# [Estratto fornito]
+-------+

Prima parte di una raccolta di 3 romanzi denominata "NASA Triology", questo racconto rientra nelle categorie Hard Sci-Fi e Storia Alternativa, in quanto l'autore immagina un programma spaziale USA post Apollo 11 alternativo: durante la celebre telefonata fra gli astronauti dell'Apollo 11 e Nixon, quest'ultimo lascia la parola ad un JFK sopravvissuto all'attentato di 6 anni prima, che ne approfitta per fissare il prossimo passo per l'esplorazione umana, Marte.
Tutte le risorse che nella nostra storia sono state impegnate nello sviluppo dello Space Shuttle e nell'esplorazione robotica, in questa realtà alternativa vengono utilizzate per l'unico scopo di mandare l'uomo sulla superficie marziana.

La storia viene affrontata attraverso le vicende dei diversi comprimari, i tre componenti della missione Ares, ma anche le vicissitudini di altre figure della NASA e non, in un intreccio che mescola il presente della missione con tutta la travagliata storia alternativa dietro alla missione.

+-------+

# [Voci estratte]

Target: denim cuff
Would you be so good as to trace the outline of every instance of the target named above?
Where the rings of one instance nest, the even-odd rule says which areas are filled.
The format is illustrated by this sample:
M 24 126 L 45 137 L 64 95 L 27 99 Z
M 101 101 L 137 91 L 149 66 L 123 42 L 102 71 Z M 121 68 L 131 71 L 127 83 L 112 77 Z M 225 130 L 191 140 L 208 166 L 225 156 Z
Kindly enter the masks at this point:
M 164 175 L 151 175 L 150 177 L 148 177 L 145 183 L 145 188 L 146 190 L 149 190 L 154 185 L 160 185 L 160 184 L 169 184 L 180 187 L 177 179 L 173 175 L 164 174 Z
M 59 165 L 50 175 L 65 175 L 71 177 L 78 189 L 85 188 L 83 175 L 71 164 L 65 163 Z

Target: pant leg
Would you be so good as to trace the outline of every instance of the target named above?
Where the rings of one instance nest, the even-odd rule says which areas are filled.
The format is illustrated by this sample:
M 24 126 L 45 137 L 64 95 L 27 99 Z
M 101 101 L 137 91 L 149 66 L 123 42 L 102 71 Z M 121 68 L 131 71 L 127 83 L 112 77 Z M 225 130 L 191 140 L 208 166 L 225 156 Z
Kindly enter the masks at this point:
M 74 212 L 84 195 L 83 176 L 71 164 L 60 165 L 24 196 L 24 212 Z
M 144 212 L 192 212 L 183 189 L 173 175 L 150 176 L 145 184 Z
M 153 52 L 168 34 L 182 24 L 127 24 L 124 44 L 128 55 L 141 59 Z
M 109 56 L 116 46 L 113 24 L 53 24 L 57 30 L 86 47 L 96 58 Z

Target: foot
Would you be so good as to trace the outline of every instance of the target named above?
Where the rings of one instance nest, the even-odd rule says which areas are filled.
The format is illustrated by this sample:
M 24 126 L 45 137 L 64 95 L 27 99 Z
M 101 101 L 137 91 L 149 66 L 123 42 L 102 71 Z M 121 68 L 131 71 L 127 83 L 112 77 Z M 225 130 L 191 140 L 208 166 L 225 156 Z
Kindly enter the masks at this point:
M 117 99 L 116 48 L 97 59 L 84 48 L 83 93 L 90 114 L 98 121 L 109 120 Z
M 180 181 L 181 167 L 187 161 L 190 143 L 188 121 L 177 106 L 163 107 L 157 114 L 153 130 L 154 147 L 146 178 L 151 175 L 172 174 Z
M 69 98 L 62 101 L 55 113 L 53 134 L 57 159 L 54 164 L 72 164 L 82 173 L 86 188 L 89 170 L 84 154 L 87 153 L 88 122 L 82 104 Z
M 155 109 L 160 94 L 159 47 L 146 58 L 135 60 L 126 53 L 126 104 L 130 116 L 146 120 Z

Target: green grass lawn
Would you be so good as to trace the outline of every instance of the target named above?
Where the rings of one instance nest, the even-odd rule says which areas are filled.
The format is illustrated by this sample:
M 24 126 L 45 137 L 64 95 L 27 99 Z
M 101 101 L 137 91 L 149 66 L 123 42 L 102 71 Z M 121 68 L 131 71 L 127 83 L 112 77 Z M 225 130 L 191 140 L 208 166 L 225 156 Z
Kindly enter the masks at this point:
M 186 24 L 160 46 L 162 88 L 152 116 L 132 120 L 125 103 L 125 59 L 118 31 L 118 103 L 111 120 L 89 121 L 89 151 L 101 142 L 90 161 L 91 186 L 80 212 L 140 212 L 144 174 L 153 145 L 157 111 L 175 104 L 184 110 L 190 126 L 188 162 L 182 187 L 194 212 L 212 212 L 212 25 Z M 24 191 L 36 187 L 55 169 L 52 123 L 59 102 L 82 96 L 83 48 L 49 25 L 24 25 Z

+-------+

# [Lavoro da svolgere]
Riporta dal testo sul romanzo il passo che va da "Tutte le risorse" fino a "sulla superficie marziana." compreso. Qui le voci non hanno alcun ruolo.

# [Esercizio svolto]
Tutte le risorse che nella nostra storia sono state impegnate nello sviluppo dello Space Shuttle e nell'esplorazione robotica, in questa realtà alternativa vengono utilizzate per l'unico scopo di mandare l'uomo sulla superficie marziana.